▶ BRANO PROPOSTO:
• • • •

Le città sono sempre più abitate da persone che vivono il dramma della sofferenza e dell’emarginazione, condizioni dovute a forme gravi di disagio e povertà. Individuare le principali emergenze sociali della Capitale è stato l’obiettivo del nuovo Rapporto della Caritas di Roma dal titolo “La povertà a Roma: un punto di vista”, presentato l’11 novembre nel corso dell’assemblea di inizio anno dei volontari della Caritas di Roma e delle parrocchie presso la Pontificia Università Lateranense.

Attraverso dati e testimonianze, il volume indaga in particolare cinque dimensioni, che danno il loro nome ai capitoli, utili a contestualizzare e interpretare correttamente il fenomeno sul territorio: “Povertà socio-economica”; “Integrazione”; “Salute, dipendenze, disabilità”; “Educazione e cittadinanza”; una rilevazione conclusiva sui Centri di ascolto della Caritas. Oltre ai dati, necessari a dare conto della realtà e della complessità degli aspetti analizzati di volta in volta, il merito del Rapporto è quello di inserire a conclusione di ogni capitolo non solo quanto già stato fatto per tentare di dare una risposta ai cittadini, ma anche proposte volte a suscitare nuove riflessioni e produrre azioni più incisive.

• • • •

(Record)
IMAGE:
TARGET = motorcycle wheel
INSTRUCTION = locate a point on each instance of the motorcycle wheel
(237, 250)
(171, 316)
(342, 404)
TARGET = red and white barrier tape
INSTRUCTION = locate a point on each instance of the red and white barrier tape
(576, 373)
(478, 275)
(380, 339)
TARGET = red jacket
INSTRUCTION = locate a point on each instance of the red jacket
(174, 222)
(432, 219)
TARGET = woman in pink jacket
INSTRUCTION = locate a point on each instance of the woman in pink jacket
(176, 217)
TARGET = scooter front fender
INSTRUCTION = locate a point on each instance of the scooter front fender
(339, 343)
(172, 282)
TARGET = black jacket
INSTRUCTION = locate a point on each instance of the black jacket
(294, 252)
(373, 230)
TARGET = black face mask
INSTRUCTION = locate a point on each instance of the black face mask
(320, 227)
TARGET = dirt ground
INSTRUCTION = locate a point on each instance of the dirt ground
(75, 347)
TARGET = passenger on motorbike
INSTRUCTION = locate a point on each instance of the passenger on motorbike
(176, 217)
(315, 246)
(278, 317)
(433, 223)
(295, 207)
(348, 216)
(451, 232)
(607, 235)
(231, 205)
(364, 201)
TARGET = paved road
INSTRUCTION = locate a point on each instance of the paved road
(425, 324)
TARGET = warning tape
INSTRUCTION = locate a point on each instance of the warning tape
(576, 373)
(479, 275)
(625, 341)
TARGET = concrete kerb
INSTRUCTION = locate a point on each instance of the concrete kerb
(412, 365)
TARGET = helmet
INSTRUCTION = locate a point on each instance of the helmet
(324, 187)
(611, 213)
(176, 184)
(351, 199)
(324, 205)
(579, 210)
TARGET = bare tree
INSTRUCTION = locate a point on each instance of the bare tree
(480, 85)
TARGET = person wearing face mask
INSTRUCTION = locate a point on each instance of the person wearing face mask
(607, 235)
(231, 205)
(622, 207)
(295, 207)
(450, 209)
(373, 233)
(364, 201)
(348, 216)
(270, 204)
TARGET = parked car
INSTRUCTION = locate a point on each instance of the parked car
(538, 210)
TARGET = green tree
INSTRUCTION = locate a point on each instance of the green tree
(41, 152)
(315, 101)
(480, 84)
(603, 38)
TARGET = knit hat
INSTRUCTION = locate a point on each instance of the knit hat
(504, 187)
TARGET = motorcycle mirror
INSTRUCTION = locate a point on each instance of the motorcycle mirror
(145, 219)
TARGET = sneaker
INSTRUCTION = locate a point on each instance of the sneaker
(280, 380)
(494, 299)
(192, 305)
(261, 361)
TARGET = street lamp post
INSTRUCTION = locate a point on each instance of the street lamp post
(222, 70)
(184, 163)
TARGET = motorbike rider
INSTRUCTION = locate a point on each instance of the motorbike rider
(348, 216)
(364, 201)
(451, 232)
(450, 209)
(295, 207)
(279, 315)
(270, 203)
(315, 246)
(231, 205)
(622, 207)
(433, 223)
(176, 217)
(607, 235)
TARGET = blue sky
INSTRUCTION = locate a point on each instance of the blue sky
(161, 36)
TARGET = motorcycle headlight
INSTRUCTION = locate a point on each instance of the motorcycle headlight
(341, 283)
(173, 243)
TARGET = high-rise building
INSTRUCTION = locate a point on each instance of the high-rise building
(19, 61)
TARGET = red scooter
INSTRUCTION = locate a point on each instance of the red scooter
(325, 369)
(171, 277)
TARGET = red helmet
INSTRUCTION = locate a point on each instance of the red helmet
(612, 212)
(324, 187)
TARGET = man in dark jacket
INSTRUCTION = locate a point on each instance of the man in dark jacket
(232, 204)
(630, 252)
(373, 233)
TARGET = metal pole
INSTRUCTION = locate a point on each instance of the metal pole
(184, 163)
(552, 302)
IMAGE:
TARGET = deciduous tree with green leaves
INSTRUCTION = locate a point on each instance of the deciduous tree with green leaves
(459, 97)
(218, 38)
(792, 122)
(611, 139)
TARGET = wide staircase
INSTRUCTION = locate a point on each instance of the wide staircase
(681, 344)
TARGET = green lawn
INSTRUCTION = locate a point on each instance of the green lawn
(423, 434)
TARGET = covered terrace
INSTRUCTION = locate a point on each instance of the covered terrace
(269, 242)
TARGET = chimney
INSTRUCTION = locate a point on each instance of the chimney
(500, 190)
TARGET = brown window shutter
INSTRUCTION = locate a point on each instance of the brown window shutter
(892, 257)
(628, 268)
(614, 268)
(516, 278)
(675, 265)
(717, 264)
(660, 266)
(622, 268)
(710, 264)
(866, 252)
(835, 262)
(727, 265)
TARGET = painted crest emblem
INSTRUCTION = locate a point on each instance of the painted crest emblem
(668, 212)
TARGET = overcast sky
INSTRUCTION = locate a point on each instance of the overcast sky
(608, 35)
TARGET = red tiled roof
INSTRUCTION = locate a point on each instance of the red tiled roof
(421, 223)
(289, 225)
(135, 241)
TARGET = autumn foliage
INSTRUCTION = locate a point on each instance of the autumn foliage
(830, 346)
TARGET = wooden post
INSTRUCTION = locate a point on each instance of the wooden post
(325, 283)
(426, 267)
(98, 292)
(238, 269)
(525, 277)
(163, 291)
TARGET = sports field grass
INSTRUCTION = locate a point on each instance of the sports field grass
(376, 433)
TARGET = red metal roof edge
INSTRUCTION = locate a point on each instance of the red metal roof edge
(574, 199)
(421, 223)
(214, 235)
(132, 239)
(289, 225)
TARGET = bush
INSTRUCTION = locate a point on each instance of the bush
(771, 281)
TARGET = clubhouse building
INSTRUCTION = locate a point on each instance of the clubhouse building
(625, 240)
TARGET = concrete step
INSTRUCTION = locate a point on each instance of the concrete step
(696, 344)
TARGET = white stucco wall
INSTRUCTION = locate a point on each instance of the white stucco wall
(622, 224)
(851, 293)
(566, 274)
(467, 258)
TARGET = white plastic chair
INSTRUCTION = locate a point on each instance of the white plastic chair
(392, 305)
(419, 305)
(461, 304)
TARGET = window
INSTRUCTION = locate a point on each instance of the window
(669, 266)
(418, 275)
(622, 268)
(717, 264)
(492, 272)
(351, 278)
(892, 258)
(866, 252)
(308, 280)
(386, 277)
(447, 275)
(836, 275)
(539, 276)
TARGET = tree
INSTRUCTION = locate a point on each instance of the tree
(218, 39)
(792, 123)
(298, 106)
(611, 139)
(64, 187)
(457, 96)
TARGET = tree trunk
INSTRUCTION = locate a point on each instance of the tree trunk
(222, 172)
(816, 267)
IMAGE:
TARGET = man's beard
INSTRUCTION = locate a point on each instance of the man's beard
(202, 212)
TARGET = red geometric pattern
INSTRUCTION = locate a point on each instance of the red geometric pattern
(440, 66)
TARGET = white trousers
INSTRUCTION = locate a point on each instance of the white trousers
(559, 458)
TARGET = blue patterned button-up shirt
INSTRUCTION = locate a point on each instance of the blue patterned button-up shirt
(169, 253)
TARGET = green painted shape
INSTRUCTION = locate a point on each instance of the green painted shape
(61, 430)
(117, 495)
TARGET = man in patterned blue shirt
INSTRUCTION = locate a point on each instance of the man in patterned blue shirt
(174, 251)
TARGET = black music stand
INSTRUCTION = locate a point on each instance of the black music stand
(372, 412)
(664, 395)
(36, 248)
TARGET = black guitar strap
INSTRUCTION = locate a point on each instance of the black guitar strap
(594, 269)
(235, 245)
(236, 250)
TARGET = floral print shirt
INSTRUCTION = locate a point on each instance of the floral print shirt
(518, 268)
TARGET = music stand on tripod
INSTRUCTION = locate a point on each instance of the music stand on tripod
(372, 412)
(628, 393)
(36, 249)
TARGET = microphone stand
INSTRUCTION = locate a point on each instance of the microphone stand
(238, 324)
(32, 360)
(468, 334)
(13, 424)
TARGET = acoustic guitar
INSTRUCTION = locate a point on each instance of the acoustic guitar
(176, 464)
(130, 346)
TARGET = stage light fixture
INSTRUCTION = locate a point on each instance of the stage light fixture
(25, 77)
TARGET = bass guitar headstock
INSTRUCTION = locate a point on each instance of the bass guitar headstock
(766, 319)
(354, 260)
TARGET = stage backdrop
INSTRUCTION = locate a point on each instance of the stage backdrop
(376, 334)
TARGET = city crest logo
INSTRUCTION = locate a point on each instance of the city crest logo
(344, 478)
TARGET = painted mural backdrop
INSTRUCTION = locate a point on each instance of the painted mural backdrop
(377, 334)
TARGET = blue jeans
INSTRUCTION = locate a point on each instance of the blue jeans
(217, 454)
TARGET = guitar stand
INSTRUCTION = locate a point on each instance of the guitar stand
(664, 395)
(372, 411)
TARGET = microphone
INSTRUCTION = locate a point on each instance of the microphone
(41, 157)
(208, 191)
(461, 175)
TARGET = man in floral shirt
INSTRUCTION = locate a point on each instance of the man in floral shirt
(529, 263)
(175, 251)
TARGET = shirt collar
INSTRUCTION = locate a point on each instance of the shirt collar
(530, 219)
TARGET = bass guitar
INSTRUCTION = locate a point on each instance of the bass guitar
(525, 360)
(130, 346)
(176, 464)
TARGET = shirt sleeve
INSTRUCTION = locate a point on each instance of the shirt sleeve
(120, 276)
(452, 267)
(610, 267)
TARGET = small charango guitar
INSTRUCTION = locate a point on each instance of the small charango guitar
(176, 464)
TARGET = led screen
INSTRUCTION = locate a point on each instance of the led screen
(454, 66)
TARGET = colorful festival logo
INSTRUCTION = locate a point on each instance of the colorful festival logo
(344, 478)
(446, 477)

• • • •

▶ CONSEGNA A: In quale sede è stato presentato il Rapporto della Caritas di Roma di cui parla il brano proposto?
▶ CONSEGNA B: Riassumi in due frasi il brano sul Rapporto della Caritas di Roma.
▶ CONSEGNA C: Elenca tutte le dimensioni indagate dal volume secondo il brano proposto.
I record non servono per svolgere l'esercizio.

▶ SOLUZIONE A: Presso la Pontificia Università Lateranense.

▶ SOLUZIONE B: Il nuovo Rapporto della Caritas di Roma, intitolato "La povertà a Roma: un punto di vista", ha l'obiettivo di individuare le principali emergenze sociali della Capitale ed è stato presentato l'11 novembre presso la Pontificia Università Lateranense. Con dati e testimonianze il volume indaga cinque dimensioni, una per capitolo, e alla fine di ogni capitolo riporta quanto già fatto per rispondere ai cittadini insieme a proposte per nuove riflessioni e azioni più incisive.

▶ SOLUZIONE C:
- Povertà socio-economica
- Integrazione
- Salute, dipendenze, disabilità
- Educazione e cittadinanza
- Una rilevazione conclusiva sui Centri di ascolto della Caritas